_Problem to work on_
Give all of the lines again, with nothing added or dropped.

Point-based annotation data:
━━━━━━━━━━━━━━━━

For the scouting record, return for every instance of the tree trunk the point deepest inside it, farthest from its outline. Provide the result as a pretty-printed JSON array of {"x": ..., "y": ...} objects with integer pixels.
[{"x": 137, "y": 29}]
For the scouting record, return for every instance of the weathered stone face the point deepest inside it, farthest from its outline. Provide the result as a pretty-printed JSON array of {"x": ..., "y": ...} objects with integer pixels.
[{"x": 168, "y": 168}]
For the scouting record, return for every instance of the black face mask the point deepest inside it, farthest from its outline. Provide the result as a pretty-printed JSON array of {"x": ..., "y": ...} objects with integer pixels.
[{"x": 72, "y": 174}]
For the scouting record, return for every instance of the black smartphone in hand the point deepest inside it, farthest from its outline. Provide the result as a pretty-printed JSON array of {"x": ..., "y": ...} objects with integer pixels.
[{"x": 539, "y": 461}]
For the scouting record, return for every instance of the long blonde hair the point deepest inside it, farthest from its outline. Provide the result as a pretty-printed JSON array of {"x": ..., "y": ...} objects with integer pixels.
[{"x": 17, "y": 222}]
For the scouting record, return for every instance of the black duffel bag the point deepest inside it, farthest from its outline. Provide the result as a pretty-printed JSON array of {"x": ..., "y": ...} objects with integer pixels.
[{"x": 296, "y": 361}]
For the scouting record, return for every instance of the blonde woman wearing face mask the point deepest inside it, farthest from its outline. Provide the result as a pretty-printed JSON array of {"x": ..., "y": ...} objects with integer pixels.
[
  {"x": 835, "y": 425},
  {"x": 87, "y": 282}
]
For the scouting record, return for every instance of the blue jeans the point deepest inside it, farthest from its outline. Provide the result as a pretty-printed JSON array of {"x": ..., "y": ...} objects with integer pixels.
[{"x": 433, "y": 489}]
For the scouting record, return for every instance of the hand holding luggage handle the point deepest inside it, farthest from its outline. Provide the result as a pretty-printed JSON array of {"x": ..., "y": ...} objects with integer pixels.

━━━━━━━━━━━━━━━━

_Task solution_
For the scouting record, return for every instance of the tree trunk the point deepest inside it, farthest from its outline. Provide the result as a pretty-printed JSON array of {"x": ..., "y": ...} objects with integer pixels.
[{"x": 137, "y": 29}]
For the scouting record, return for every instance of the weathered stone face the point deepest inside it, farthest from its outline. Provide the result as a pretty-printed JSON array of {"x": ..., "y": ...} objects with integer pixels.
[{"x": 168, "y": 168}]
For the scouting record, return for every instance of the black face mask the point deepest inside it, farthest from its outline. Provide the result as a pretty-printed JSON array of {"x": ..., "y": ...} objects with integer pixels.
[{"x": 72, "y": 174}]
For the scouting record, return for every instance of the black smartphone in hand the point deepest inside it, farthest from its outline. Provide the result as a pretty-printed JSON array of {"x": ..., "y": ...} objects with integer pixels.
[{"x": 539, "y": 461}]
For the scouting record, return for every instance of the long blonde hair the point deepest inside it, farthest from its outline. Provide the result as a pretty-printed JSON array of {"x": ..., "y": ...} objects with integer pixels.
[{"x": 17, "y": 222}]
For the scouting record, return for every instance of the black duffel bag the point deepest inside it, farthest from its outline. Provide the result as a pretty-printed JSON array of {"x": ..., "y": ...} objects with integer pixels.
[{"x": 296, "y": 361}]
For the scouting record, return for every instance of the blonde woman wearing face mask the point deepest inside it, farthest from its outline. Provide the result as a pretty-printed JSON array of {"x": ..., "y": ...} objects with integer pixels.
[
  {"x": 835, "y": 425},
  {"x": 87, "y": 282}
]
For the scouting record, return for every instance of the blue jeans the point deepest inside it, farthest from its outline. Provide the result as a pretty-printed JSON array of {"x": ..., "y": ...} objects with integer pixels.
[{"x": 433, "y": 489}]
For the scouting record, return for every instance of the hand holding luggage handle the point deepest inside it, farthest from its outline. Provide the result as a pretty-printed JSON array of {"x": ..., "y": ...} objects with integer pixels.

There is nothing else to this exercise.